__ACTIONS TO TAKE__:
[A] In the passage on Rill Foss, copy the text between "As for Judy, Avery’s" and "rock the boat?", inclusive, word for word.
[B] Answer these questions from the passage on Rill Foss:
(i) How old was Fern when she was adopted with Rill?
(ii) What age does the passage give for Rill?
(iii) How is Judy related to Avery?

__EXCERPT PROVIDED__:
<<<<

Eventually, we realize that Rill Foss is May Weathers – the random stranger at the nursing home. And my first observation was that Rill Foss seemed to be the only one of her family who completely shed her old identity and goes by her new name, May Weathers, into old age. As we learn about her siblings, they are still referred to as Fern, Lark, Camellia and Gabion, despite having been adopted (or disappeared in Camellia’s case). Why would that be? Fern was only four years old when she was adopted with Rill. She fit into her new family and accepted her new parents, who called her Beth, so easily. And yet she is known as Fern later. Rill leaves her old name on the river. Maybe they told the Seviers their real names when they came back from their runaway adventure and told them the rest of the story. Maybe Fern didn’t go by Beth all those years, but Rill asked to keep the name May. Maybe May just continues to refer to Fern as Fern in family settings, even if she goes by Beth other places. I guess we’ll never know.

My second observation was that we get a lot of insight into Rill’s thoughts about what is happening to her and how she justifies it. She is trying to convince herself that they’ll go back to their parents; trying to be strong and brave for her siblings, even though she seems to realize what’s really going on. But she’s 12, why doesn’t she speak up? She’s old enough to question authority, stand up to adults, and tell the truth. She could tell the people at the parties that Miss Tann is lying. She could speak up about the atrocities. But she’s afraid. And for good reason. The one time she thinks she trusts a worker with the truth, the worker gets fired and Rill gets locked away. Of course she would develop trust issues and not speak up to the Seviers about the truth. She’s afraid they’ll send her back or she won’t be believed. It’s actually astounding that she wasn’t somehow damaged for life because of this ordeal.

As for Judy, Avery’s grandmother, why keep her past a secret from her family all these years? Judy is one of the twins – she never lived on the river or with the Foss family, she never knew her biological parents, she probably thought she didn’t have anything to hide her whole life. If she found out about her real family and the truth of her siblings and what had happened to them, it’s not like anything was her fault. Could it really have affected her affluent and influential family and their Senate prospects? It wasn’t a scandal she necessarily participated in, her situation was a by-product of a terrible history, but it wasn’t her fault. At the very least, could she not have revealed that she was adopted? Lots of people are adopted and don’t know their real parents. But maybe she didn’t even know she was adopted until she was old and May found her. And by then, why rock the boat?

>>>>

__SOURCE MATERIAL__:
<<<<

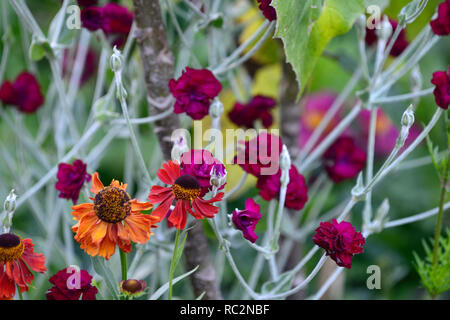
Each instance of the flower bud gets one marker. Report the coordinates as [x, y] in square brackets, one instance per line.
[116, 60]
[216, 109]
[385, 30]
[218, 176]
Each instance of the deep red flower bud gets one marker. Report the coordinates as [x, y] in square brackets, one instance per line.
[246, 220]
[267, 10]
[297, 191]
[260, 155]
[442, 91]
[25, 93]
[194, 91]
[344, 160]
[67, 285]
[441, 25]
[71, 178]
[340, 241]
[244, 115]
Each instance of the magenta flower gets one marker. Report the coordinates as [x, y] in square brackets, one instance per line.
[245, 115]
[340, 241]
[441, 25]
[297, 191]
[400, 44]
[194, 91]
[89, 68]
[315, 106]
[200, 164]
[24, 93]
[71, 286]
[442, 91]
[344, 160]
[260, 155]
[246, 220]
[71, 178]
[267, 10]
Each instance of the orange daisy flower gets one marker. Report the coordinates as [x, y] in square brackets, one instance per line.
[186, 190]
[17, 257]
[113, 219]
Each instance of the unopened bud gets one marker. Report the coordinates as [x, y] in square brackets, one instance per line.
[116, 60]
[218, 176]
[385, 30]
[361, 24]
[216, 109]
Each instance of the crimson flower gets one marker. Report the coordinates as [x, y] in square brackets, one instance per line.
[17, 257]
[400, 44]
[246, 220]
[441, 25]
[344, 160]
[260, 155]
[267, 10]
[194, 91]
[297, 191]
[200, 164]
[441, 80]
[71, 178]
[68, 285]
[340, 241]
[186, 191]
[244, 115]
[24, 93]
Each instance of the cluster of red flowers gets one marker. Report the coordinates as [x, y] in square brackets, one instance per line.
[115, 21]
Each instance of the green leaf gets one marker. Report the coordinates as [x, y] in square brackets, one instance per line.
[305, 38]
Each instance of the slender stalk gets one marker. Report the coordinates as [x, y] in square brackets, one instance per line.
[172, 264]
[123, 265]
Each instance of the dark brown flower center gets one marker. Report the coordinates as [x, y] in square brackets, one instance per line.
[112, 204]
[11, 247]
[186, 187]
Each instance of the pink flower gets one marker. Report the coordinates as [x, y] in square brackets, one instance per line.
[244, 115]
[340, 241]
[315, 107]
[442, 91]
[297, 191]
[400, 44]
[71, 178]
[24, 93]
[267, 10]
[92, 18]
[344, 160]
[65, 286]
[89, 68]
[194, 91]
[200, 164]
[117, 19]
[441, 25]
[246, 220]
[260, 155]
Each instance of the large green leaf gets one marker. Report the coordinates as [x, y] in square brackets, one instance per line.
[306, 28]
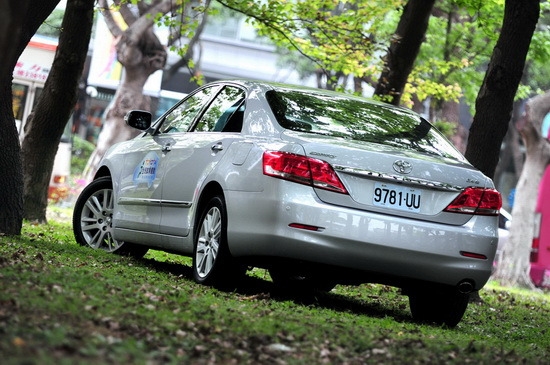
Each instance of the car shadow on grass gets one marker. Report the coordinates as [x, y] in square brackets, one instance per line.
[375, 301]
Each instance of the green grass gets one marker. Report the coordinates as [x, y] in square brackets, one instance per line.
[61, 303]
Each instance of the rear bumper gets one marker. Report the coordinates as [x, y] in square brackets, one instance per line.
[386, 247]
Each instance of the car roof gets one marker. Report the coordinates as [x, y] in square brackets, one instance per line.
[269, 85]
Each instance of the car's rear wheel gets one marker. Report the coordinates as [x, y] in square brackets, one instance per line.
[440, 305]
[92, 220]
[212, 261]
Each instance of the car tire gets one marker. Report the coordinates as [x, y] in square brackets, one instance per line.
[92, 220]
[213, 264]
[442, 306]
[293, 281]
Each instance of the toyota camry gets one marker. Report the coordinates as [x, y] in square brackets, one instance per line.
[320, 188]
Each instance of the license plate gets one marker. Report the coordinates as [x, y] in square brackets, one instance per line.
[396, 197]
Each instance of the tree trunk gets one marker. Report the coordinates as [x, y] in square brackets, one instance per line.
[513, 268]
[19, 20]
[403, 50]
[128, 96]
[494, 102]
[141, 54]
[45, 125]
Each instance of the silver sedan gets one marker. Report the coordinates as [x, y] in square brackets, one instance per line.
[318, 187]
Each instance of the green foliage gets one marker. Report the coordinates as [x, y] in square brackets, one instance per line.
[52, 25]
[63, 303]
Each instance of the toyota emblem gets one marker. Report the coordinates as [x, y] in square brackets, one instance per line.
[403, 167]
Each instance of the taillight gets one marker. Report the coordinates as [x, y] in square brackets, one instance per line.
[536, 238]
[59, 179]
[303, 170]
[476, 201]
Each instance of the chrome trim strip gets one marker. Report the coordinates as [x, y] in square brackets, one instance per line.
[398, 178]
[154, 202]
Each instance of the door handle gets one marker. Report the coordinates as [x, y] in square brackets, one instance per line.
[217, 147]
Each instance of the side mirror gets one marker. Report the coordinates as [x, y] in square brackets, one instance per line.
[139, 119]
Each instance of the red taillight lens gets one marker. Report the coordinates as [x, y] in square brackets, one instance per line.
[476, 201]
[536, 238]
[303, 170]
[59, 179]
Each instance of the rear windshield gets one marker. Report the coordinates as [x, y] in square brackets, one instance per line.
[359, 120]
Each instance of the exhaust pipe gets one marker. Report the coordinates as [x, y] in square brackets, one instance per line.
[465, 287]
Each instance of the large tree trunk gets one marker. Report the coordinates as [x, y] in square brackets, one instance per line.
[45, 125]
[128, 96]
[141, 54]
[19, 20]
[403, 50]
[495, 100]
[513, 268]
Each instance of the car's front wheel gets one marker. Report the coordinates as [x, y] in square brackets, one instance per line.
[212, 261]
[93, 220]
[440, 305]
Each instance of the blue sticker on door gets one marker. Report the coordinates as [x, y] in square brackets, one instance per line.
[146, 171]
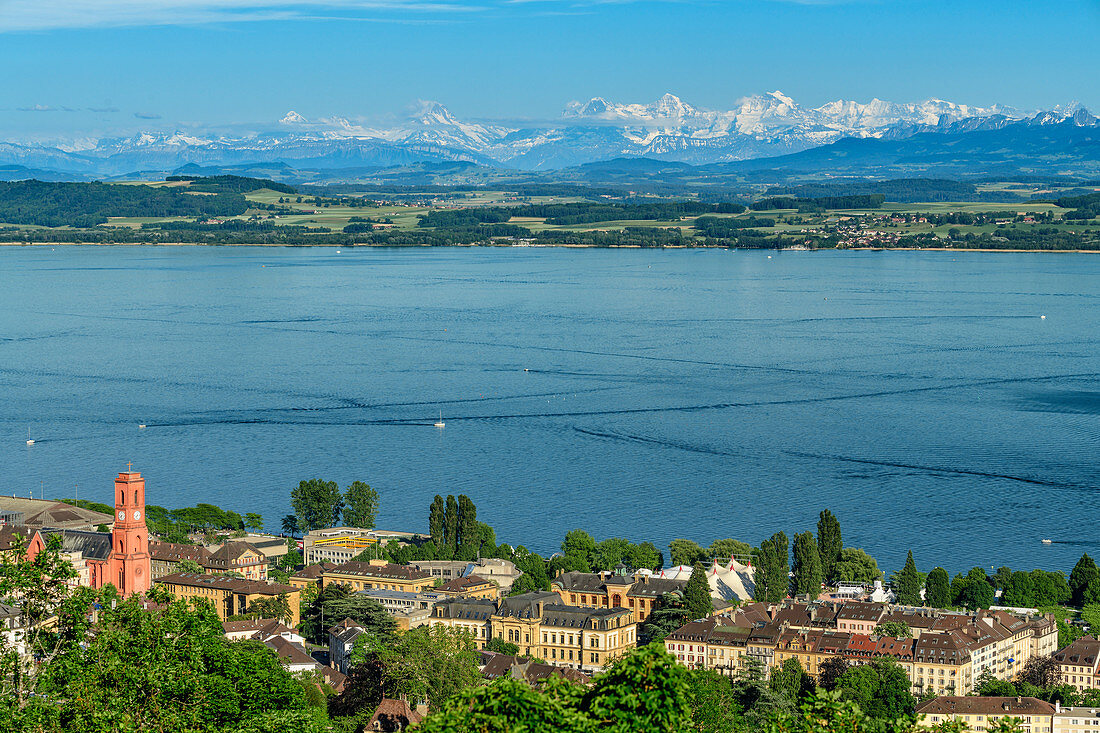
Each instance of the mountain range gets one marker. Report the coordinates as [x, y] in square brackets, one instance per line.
[767, 130]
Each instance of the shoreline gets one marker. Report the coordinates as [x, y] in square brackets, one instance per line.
[567, 247]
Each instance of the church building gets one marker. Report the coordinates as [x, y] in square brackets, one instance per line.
[119, 557]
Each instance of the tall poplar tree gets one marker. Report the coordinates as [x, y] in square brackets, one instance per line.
[807, 565]
[909, 583]
[829, 543]
[469, 532]
[451, 526]
[937, 589]
[437, 522]
[697, 593]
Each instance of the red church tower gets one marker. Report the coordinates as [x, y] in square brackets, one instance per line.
[129, 561]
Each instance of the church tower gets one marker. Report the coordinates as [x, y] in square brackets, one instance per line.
[130, 565]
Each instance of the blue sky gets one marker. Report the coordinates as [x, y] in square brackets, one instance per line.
[97, 66]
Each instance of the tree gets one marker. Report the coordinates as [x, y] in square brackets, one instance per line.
[469, 531]
[829, 671]
[895, 628]
[807, 566]
[334, 603]
[1018, 590]
[165, 669]
[909, 583]
[855, 566]
[1084, 581]
[829, 543]
[451, 526]
[277, 606]
[684, 551]
[724, 548]
[361, 505]
[790, 680]
[972, 591]
[880, 688]
[697, 593]
[771, 572]
[437, 521]
[667, 615]
[290, 525]
[611, 553]
[1041, 671]
[501, 646]
[937, 589]
[317, 503]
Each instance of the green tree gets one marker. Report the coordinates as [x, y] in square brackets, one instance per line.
[684, 551]
[829, 543]
[290, 525]
[611, 553]
[724, 548]
[937, 589]
[317, 504]
[451, 526]
[880, 688]
[469, 542]
[437, 521]
[1085, 581]
[909, 583]
[807, 566]
[895, 628]
[855, 566]
[361, 505]
[790, 680]
[1018, 590]
[697, 593]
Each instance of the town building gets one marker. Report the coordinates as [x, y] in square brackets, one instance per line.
[636, 591]
[230, 595]
[310, 576]
[39, 513]
[982, 713]
[119, 557]
[377, 575]
[469, 587]
[1080, 664]
[503, 572]
[239, 557]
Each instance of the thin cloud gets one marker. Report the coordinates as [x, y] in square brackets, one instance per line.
[44, 108]
[45, 14]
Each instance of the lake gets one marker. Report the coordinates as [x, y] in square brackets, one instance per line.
[921, 396]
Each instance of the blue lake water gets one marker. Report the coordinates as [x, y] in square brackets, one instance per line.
[646, 394]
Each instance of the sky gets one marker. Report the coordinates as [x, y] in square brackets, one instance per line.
[94, 67]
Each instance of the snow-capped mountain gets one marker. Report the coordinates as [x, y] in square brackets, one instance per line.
[669, 129]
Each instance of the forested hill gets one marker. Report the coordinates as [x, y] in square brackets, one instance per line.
[90, 204]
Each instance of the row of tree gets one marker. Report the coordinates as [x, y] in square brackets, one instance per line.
[318, 504]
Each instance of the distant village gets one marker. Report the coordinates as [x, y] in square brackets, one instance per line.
[580, 625]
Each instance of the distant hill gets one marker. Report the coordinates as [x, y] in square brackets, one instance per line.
[1037, 145]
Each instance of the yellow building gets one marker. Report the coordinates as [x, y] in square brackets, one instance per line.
[537, 623]
[470, 587]
[377, 575]
[230, 595]
[982, 713]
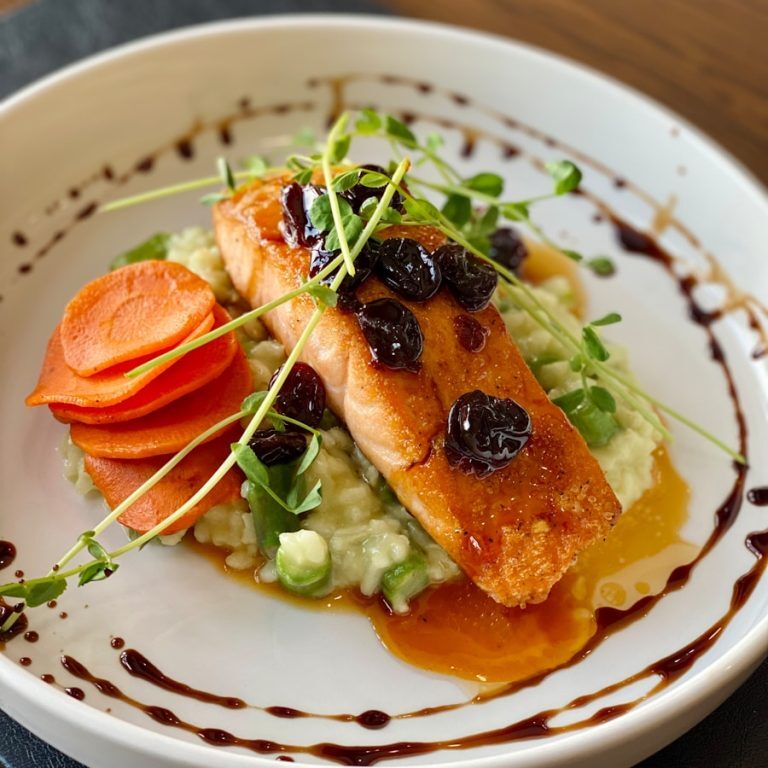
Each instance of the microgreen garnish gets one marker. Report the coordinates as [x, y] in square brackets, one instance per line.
[566, 175]
[601, 265]
[326, 219]
[292, 498]
[589, 411]
[225, 174]
[335, 151]
[155, 247]
[35, 592]
[469, 215]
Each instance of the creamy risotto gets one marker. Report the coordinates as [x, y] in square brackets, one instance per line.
[366, 531]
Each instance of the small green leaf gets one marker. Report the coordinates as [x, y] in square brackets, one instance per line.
[566, 175]
[602, 266]
[352, 225]
[603, 399]
[487, 223]
[253, 402]
[399, 131]
[458, 210]
[488, 183]
[368, 122]
[340, 148]
[155, 247]
[13, 590]
[391, 216]
[303, 176]
[324, 295]
[225, 173]
[321, 214]
[420, 209]
[97, 551]
[346, 180]
[593, 345]
[311, 501]
[309, 455]
[97, 571]
[609, 319]
[374, 180]
[515, 211]
[44, 590]
[597, 427]
[251, 465]
[368, 207]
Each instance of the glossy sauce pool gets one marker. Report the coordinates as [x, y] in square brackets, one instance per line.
[456, 629]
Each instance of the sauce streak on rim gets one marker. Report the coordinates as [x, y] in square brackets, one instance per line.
[609, 619]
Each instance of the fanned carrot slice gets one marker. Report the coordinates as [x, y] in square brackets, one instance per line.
[117, 479]
[194, 370]
[139, 310]
[173, 427]
[58, 383]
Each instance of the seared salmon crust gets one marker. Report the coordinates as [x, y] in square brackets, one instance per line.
[515, 532]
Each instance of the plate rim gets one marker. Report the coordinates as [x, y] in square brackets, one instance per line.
[721, 675]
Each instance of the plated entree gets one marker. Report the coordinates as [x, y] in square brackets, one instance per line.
[344, 386]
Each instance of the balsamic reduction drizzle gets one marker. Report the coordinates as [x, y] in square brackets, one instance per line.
[667, 669]
[609, 620]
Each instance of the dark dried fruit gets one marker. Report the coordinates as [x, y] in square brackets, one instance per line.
[408, 268]
[392, 333]
[470, 333]
[508, 248]
[274, 447]
[358, 194]
[365, 263]
[296, 201]
[302, 396]
[484, 433]
[471, 281]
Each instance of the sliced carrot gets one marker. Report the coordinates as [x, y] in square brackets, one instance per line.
[141, 309]
[58, 383]
[193, 371]
[173, 427]
[117, 479]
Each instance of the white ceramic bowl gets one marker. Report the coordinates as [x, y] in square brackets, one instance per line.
[119, 108]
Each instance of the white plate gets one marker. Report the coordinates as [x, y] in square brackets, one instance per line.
[119, 108]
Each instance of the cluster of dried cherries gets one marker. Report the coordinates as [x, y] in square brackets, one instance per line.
[484, 433]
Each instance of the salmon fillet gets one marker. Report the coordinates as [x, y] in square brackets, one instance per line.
[515, 532]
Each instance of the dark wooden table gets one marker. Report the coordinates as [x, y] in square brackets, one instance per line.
[706, 59]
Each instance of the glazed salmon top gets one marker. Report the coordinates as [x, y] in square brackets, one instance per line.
[514, 532]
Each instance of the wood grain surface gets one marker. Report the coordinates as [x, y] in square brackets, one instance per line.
[706, 59]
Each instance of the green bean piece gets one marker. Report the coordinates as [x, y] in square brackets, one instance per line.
[404, 581]
[304, 563]
[269, 518]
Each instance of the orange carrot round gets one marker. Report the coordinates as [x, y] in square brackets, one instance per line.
[194, 370]
[171, 428]
[136, 311]
[117, 479]
[58, 383]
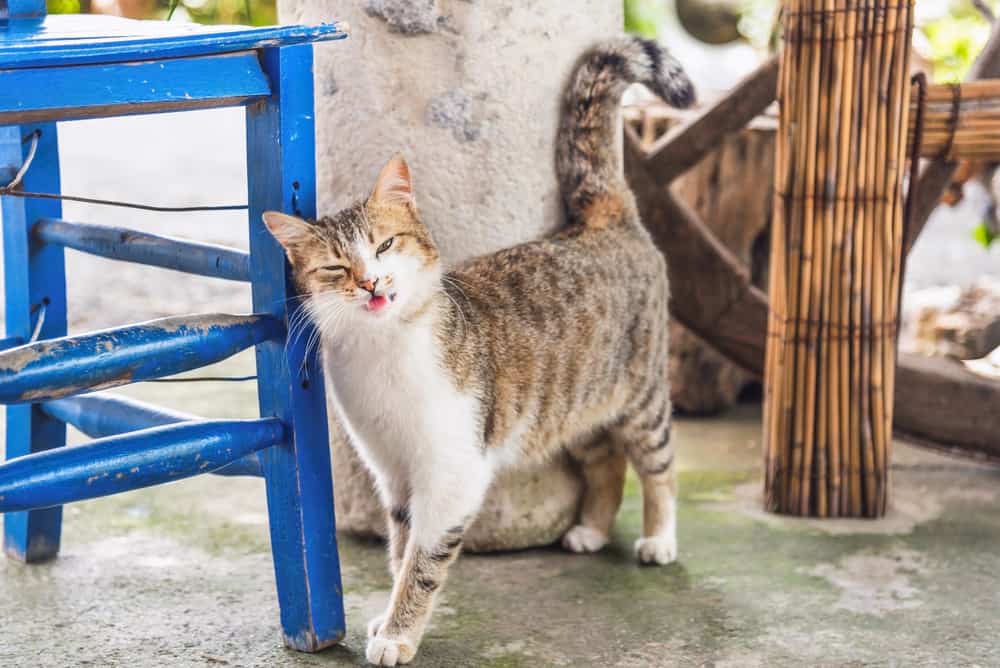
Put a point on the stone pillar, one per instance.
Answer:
(468, 90)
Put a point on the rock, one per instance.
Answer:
(966, 328)
(469, 92)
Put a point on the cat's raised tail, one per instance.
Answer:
(587, 161)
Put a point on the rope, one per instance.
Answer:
(204, 379)
(10, 190)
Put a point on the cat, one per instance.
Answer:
(441, 379)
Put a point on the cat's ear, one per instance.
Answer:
(291, 232)
(394, 185)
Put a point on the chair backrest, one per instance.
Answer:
(21, 9)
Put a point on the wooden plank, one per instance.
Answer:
(34, 284)
(939, 402)
(100, 415)
(949, 408)
(11, 342)
(117, 89)
(685, 144)
(127, 245)
(70, 39)
(281, 164)
(937, 175)
(717, 306)
(75, 364)
(131, 461)
(22, 9)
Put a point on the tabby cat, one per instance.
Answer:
(441, 379)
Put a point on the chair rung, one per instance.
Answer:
(100, 415)
(71, 365)
(130, 246)
(130, 461)
(10, 342)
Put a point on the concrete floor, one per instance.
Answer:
(180, 575)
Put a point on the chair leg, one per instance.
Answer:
(34, 291)
(281, 176)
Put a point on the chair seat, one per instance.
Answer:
(72, 39)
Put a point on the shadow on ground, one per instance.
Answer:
(181, 575)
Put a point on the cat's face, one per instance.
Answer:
(370, 263)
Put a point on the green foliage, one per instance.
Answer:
(62, 6)
(249, 12)
(955, 37)
(644, 17)
(984, 234)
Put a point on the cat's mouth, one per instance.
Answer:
(377, 303)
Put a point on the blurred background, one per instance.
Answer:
(952, 298)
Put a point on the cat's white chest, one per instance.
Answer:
(397, 401)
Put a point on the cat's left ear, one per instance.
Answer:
(394, 185)
(293, 233)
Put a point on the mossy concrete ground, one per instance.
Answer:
(180, 575)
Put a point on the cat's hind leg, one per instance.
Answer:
(645, 435)
(603, 466)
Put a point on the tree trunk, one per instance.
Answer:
(469, 93)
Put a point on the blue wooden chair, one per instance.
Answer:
(58, 68)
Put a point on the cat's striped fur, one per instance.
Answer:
(442, 379)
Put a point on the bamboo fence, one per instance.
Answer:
(835, 256)
(961, 121)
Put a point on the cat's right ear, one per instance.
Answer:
(294, 234)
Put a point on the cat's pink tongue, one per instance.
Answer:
(377, 303)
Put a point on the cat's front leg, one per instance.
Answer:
(439, 518)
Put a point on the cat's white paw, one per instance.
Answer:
(584, 539)
(375, 625)
(383, 651)
(656, 549)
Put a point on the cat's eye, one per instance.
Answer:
(386, 245)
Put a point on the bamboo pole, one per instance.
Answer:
(971, 129)
(836, 239)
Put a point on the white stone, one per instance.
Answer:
(469, 92)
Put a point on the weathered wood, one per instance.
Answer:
(730, 191)
(103, 90)
(70, 39)
(705, 278)
(281, 176)
(711, 292)
(69, 365)
(101, 415)
(131, 461)
(937, 175)
(941, 403)
(686, 144)
(34, 278)
(130, 246)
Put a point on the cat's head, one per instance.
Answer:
(372, 262)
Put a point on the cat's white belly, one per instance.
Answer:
(416, 432)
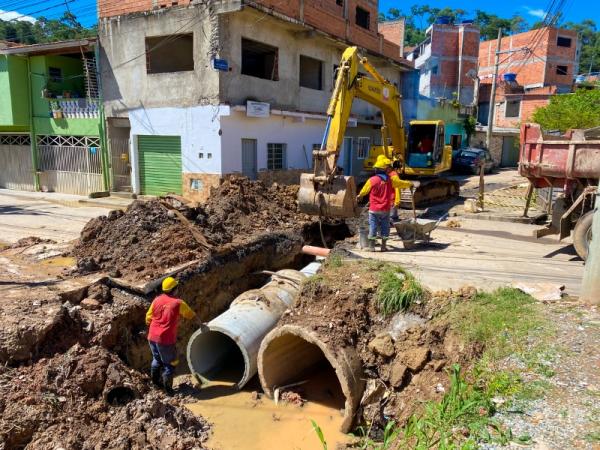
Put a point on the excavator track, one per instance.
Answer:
(430, 192)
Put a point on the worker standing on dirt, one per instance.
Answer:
(381, 188)
(162, 319)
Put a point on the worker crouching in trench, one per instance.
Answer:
(162, 319)
(383, 190)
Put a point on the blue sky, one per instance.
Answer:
(531, 10)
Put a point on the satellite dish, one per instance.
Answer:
(472, 73)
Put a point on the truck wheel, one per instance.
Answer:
(582, 234)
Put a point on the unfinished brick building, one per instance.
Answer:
(447, 61)
(202, 89)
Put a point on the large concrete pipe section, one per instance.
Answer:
(292, 354)
(226, 348)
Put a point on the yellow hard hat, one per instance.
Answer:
(382, 162)
(169, 284)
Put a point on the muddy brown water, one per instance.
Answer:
(241, 421)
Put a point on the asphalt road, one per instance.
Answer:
(28, 214)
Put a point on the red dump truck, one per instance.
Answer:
(570, 164)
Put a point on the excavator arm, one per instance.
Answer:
(324, 192)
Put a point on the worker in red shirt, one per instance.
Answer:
(426, 145)
(381, 188)
(162, 319)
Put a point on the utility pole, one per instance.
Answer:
(488, 136)
(590, 289)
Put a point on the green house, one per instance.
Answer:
(50, 123)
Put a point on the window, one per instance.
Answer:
(513, 108)
(311, 73)
(259, 60)
(563, 41)
(55, 74)
(364, 145)
(363, 17)
(166, 54)
(276, 157)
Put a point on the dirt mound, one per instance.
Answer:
(151, 237)
(88, 399)
(139, 243)
(239, 208)
(403, 356)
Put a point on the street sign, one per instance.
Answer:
(257, 109)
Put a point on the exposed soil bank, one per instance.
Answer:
(87, 398)
(150, 238)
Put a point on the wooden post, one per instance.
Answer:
(590, 289)
(481, 185)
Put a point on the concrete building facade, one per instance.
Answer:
(241, 87)
(447, 61)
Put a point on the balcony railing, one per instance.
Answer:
(75, 108)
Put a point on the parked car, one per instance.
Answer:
(469, 159)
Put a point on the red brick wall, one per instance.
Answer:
(324, 15)
(530, 101)
(393, 32)
(539, 67)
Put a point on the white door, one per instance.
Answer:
(249, 158)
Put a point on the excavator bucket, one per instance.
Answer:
(336, 199)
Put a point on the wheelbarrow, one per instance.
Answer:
(415, 231)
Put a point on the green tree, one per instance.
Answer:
(578, 110)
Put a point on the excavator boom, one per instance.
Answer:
(324, 192)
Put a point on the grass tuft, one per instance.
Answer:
(398, 289)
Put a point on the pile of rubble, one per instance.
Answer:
(153, 237)
(403, 356)
(86, 398)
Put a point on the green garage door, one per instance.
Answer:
(160, 164)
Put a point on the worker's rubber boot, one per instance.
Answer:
(168, 384)
(371, 246)
(155, 375)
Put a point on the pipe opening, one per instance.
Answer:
(290, 359)
(215, 357)
(120, 396)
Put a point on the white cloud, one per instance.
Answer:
(10, 15)
(539, 13)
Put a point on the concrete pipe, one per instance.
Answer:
(226, 348)
(292, 354)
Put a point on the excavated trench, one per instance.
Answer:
(293, 355)
(211, 286)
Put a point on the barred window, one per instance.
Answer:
(15, 139)
(364, 144)
(276, 156)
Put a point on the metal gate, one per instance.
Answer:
(70, 164)
(16, 168)
(120, 174)
(160, 164)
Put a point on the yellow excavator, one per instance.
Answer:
(326, 192)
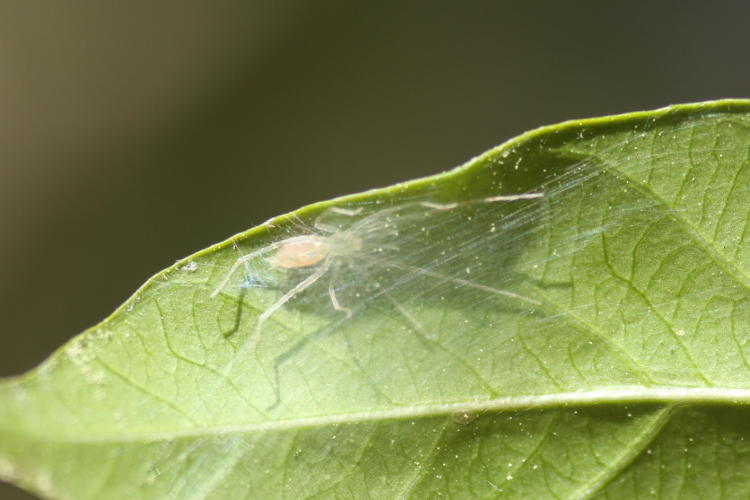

>>>>

__EXPECTED RESPONSES__:
[A]
As for Judy, Avery’s grandmother, why keep her past a secret from her family all these years? Judy is one of the twins – she never lived on the river or with the Foss family, she never knew her biological parents, she probably thought she didn’t have anything to hide her whole life. If she found out about her real family and the truth of her siblings and what had happened to them, it’s not like anything was her fault. Could it really have affected her affluent and influential family and their Senate prospects? It wasn’t a scandal she necessarily participated in, her situation was a by-product of a terrible history, but it wasn’t her fault. At the very least, could she not have revealed that she was adopted? Lots of people are adopted and don’t know their real parents. But maybe she didn’t even know she was adopted until she was old and May found her. And by then, why rock the boat?

[B]
(i) Four years old.
(ii) 12.
(iii) Judy is Avery's grandmother.